#### Short problem
Reproduce nothing but the closing run of lines: the line with "Please place a point on every instance of the number" and each line that follows it to the end of the data.
──────────────────────────────
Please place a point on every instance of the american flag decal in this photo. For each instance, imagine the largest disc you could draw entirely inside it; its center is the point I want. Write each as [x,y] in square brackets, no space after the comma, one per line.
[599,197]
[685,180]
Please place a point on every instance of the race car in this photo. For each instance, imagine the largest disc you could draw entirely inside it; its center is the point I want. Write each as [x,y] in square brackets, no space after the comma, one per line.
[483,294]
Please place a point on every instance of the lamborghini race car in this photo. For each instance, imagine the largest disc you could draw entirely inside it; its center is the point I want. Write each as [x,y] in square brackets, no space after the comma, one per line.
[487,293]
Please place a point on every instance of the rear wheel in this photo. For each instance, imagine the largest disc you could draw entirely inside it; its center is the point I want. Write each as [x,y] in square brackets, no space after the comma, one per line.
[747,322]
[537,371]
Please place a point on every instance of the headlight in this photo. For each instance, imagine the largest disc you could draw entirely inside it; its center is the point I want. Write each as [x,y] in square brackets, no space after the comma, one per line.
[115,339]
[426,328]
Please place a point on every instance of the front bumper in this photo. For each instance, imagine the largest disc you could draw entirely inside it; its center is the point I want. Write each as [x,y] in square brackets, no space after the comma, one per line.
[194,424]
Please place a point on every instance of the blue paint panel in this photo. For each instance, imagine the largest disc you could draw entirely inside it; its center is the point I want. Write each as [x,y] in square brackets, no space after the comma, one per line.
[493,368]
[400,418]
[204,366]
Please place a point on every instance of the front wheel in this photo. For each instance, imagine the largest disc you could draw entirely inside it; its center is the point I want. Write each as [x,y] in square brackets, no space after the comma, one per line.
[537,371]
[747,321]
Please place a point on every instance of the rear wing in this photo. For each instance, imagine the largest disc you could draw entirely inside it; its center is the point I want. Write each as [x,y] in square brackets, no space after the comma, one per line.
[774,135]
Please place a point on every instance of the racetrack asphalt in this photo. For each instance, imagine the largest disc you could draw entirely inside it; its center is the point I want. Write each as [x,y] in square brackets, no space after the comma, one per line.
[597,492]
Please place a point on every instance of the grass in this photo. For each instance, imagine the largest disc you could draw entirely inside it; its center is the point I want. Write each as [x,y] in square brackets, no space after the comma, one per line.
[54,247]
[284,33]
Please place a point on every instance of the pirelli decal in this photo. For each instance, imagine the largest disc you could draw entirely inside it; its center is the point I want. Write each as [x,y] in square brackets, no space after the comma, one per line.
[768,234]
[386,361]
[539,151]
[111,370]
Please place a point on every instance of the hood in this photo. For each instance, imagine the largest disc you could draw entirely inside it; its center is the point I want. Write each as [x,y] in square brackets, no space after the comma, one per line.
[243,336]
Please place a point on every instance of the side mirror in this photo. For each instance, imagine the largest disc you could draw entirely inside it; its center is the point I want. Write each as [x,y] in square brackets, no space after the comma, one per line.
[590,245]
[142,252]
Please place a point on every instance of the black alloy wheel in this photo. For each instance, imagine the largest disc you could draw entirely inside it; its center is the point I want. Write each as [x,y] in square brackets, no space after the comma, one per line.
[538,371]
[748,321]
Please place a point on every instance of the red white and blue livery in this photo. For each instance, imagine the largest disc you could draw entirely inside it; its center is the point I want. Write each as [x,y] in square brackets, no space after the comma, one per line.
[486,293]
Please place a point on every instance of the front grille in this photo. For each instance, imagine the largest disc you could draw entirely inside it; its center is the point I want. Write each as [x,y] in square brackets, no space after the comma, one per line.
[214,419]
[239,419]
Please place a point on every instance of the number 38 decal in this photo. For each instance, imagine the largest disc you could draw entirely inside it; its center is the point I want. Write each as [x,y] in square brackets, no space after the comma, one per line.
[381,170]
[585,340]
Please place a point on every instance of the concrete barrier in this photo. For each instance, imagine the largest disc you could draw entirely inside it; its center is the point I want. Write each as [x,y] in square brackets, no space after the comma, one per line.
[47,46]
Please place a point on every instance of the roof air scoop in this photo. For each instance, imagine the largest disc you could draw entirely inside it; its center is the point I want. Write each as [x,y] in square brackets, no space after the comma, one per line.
──────────────────────────────
#### Exercise response
Please place a point on every instance of the number 38 decal in this photo. For each instance, imagine the largest disc you could draw entirely inside it; its center is the point I want. Write each as [x,y] in square brackets, no space after the comma, one per line.
[381,170]
[585,340]
Please place a point on every instance of the concrete barrier in this photo. For each instance, imagine the largest disc you could draw entirely inside it; its center is the point I want. Write each as [x,y] in square brackets, no space after the comma, one per line.
[47,46]
Please place a point on every instance of the roof air scoop in this photo. For each instance, imagine the largest disc you could draw entirely inside it; its center is the point I want. Write each as [x,y] in square brackets, no space after the comma, one per line.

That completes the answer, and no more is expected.